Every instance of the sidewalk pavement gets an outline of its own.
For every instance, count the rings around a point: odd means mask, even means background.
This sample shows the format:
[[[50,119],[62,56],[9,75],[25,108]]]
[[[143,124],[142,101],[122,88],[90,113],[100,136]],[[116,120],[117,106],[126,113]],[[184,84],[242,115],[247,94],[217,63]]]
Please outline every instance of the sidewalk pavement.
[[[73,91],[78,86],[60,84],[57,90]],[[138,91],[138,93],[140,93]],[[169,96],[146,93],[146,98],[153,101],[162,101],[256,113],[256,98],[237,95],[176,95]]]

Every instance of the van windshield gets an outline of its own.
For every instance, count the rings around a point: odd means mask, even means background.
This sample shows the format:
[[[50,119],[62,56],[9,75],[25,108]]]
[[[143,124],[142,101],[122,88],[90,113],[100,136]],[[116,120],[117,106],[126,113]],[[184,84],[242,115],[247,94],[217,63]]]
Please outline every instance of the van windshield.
--*--
**WHAT YOU HAVE TO DO**
Rewrite the data above as a numbered list, one line per item, leaving out blank lines.

**RIGHT ANSWER**
1. Every instance of the sidewalk pavement gets an outline of its own.
2. For every instance, count the rings around a point: odd means mask, even means background.
3. This sample shows the format:
4. [[[50,119],[62,56],[9,75],[25,108]]]
5. [[[143,124],[142,101],[122,88],[90,113],[100,136]],[[116,120],[117,106],[126,113]],[[184,84],[242,115],[247,94],[217,63]]]
6. Please outline every instance of the sidewalk pavement.
7. [[[73,91],[78,86],[60,84],[57,90]],[[138,91],[138,93],[140,93]],[[169,96],[146,93],[146,98],[153,101],[162,101],[256,113],[256,98],[237,95],[176,95]]]
8. Every instance of the van windshield gets an outline of its own.
9. For every instance, count the rings around a point: odd means mask, even means background.
10. This sample shows the format:
11. [[[50,119],[62,56],[9,75],[25,108]]]
12. [[[143,124],[142,101],[122,88],[90,113],[100,136]],[[116,120],[117,106],[126,113]],[[184,84],[242,115],[247,94],[217,63]]]
13. Please outline every instance of the van windshield.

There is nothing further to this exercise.